Items listed in a dataset:
# # # # # # #

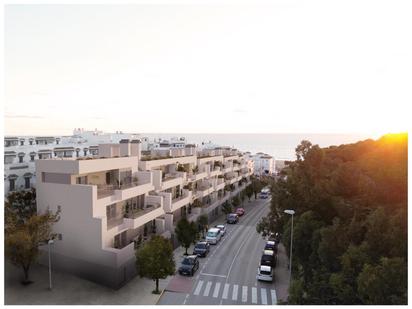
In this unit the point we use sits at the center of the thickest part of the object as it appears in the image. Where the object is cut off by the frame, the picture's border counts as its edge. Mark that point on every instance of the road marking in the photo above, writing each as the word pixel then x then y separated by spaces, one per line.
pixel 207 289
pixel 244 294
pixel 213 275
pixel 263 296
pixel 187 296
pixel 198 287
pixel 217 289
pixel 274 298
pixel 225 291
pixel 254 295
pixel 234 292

# # # # # # #

WORK INSTRUCTIONS: Quote each record exactly as it stands, minus the pictures.

PROBLEM SOLUTION:
In this unit the point we use sits at the center of the thickest part of the object as it appears in the image. Where the object is cut off by the frame, the picture's border counts as its edge. Mark that point on every instance of the road marking in the photo above, writing each as the word pixel then x then y separated by spaces, one per line.
pixel 207 289
pixel 244 294
pixel 213 275
pixel 263 296
pixel 187 296
pixel 198 287
pixel 217 289
pixel 274 298
pixel 225 291
pixel 254 295
pixel 234 292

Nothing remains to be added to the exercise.